> _Try it_: Print each record below character for character.

> _Data_:
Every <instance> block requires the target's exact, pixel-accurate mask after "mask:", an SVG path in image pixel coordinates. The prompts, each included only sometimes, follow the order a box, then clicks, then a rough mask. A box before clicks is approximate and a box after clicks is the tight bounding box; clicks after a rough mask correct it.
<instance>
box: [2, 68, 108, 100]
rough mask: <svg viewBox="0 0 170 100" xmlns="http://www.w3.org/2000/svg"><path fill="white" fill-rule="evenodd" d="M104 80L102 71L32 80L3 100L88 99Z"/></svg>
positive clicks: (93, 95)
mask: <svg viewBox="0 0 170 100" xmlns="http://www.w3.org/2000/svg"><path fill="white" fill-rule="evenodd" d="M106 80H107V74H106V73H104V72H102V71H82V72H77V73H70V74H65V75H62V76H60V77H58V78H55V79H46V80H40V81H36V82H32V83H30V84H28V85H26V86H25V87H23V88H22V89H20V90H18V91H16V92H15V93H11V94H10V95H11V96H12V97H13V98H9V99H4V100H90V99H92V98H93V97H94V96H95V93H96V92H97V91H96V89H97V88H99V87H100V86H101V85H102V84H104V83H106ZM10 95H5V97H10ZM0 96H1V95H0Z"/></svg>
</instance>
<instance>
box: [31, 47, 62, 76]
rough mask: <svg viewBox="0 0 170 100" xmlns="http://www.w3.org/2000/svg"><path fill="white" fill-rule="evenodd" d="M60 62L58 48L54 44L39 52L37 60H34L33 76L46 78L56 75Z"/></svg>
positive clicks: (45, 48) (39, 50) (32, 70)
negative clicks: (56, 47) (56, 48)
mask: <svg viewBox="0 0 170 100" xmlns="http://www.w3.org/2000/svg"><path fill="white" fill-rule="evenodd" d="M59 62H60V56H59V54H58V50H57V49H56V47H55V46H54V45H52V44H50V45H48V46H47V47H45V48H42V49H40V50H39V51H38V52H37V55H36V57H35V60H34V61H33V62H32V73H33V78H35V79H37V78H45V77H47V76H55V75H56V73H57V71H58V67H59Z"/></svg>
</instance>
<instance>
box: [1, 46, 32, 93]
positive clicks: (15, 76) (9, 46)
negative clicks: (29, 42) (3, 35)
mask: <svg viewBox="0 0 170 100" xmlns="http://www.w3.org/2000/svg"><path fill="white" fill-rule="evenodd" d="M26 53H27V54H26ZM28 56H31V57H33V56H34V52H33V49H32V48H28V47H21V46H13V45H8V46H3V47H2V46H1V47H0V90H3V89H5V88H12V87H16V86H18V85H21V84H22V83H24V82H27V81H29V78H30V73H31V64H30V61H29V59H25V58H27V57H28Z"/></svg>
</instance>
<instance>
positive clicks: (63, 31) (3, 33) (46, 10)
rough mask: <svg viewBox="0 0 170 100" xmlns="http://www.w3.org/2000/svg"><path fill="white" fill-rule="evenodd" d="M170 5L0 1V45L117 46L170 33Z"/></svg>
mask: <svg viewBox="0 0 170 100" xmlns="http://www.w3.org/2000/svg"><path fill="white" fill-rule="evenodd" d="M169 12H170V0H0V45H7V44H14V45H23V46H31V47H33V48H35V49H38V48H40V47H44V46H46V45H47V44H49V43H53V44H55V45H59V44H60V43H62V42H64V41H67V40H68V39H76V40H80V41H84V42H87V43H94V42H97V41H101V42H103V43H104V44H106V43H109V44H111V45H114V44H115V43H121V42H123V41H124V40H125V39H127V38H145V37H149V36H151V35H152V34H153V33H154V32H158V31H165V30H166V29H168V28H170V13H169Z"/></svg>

> _Result of the exercise_:
Every <instance> block requires the target's exact, pixel-accurate mask after "mask:", an SVG path in image pixel coordinates. The prompts, each included only sometimes, follow the order a box, then clicks, then a rough mask. A box before clicks is approximate and a box after clicks is the tight bounding box; clicks after a rough mask correct it.
<instance>
box: [2, 68, 108, 100]
rough mask: <svg viewBox="0 0 170 100" xmlns="http://www.w3.org/2000/svg"><path fill="white" fill-rule="evenodd" d="M104 80L102 71L32 80L3 100L88 99Z"/></svg>
positive clicks: (93, 95)
mask: <svg viewBox="0 0 170 100" xmlns="http://www.w3.org/2000/svg"><path fill="white" fill-rule="evenodd" d="M106 80H107V74H106V73H104V72H102V71H82V72H77V73H70V74H65V75H62V76H60V77H58V78H55V79H46V80H40V81H36V82H32V83H30V84H28V85H26V86H25V87H23V88H22V89H20V90H18V91H16V92H15V93H11V94H10V95H11V96H12V97H13V98H9V99H4V100H90V99H92V98H93V97H94V96H95V93H96V92H97V91H96V89H97V88H99V87H100V86H101V85H102V84H104V83H106ZM10 95H5V97H10ZM0 96H1V95H0Z"/></svg>
</instance>
<instance>
box: [31, 47, 62, 76]
rough mask: <svg viewBox="0 0 170 100" xmlns="http://www.w3.org/2000/svg"><path fill="white" fill-rule="evenodd" d="M60 62L58 48L54 44L39 52L37 60H34L33 76L46 78L56 75Z"/></svg>
positive clicks: (45, 48) (39, 50) (32, 70)
negative clicks: (56, 47) (56, 48)
mask: <svg viewBox="0 0 170 100" xmlns="http://www.w3.org/2000/svg"><path fill="white" fill-rule="evenodd" d="M59 62H60V56H59V54H58V50H57V49H56V47H55V46H54V45H52V44H50V45H48V46H47V47H45V48H42V49H40V50H39V51H38V52H37V55H36V57H35V60H34V61H33V62H32V73H33V78H35V79H37V78H45V77H47V76H55V75H56V73H57V71H58V67H59Z"/></svg>
</instance>
<instance>
box: [1, 46, 32, 93]
positive clicks: (15, 76) (9, 46)
negative clicks: (29, 42) (3, 35)
mask: <svg viewBox="0 0 170 100" xmlns="http://www.w3.org/2000/svg"><path fill="white" fill-rule="evenodd" d="M26 53H27V54H26ZM28 56H31V57H33V56H34V52H33V49H32V48H28V47H21V46H13V45H8V46H3V47H2V46H1V47H0V90H3V89H5V88H12V87H16V86H18V85H21V84H22V83H24V82H27V81H29V78H30V73H31V64H30V61H29V59H25V58H27V57H28Z"/></svg>
</instance>
<instance>
positive clicks: (63, 31) (3, 33) (46, 10)
rough mask: <svg viewBox="0 0 170 100" xmlns="http://www.w3.org/2000/svg"><path fill="white" fill-rule="evenodd" d="M170 5L0 1V45L117 46L170 33Z"/></svg>
mask: <svg viewBox="0 0 170 100" xmlns="http://www.w3.org/2000/svg"><path fill="white" fill-rule="evenodd" d="M169 12H170V0H0V45H7V44H14V45H23V46H31V47H33V48H35V49H38V48H40V47H44V46H46V45H47V44H49V43H53V44H55V45H59V44H60V43H62V42H64V41H67V40H68V39H76V40H80V41H84V42H87V43H94V42H97V41H101V42H103V43H104V44H106V43H109V44H111V45H114V44H115V43H121V42H123V41H124V40H125V39H127V38H145V37H149V36H151V35H152V34H153V33H154V32H158V31H165V30H166V29H168V28H170V13H169Z"/></svg>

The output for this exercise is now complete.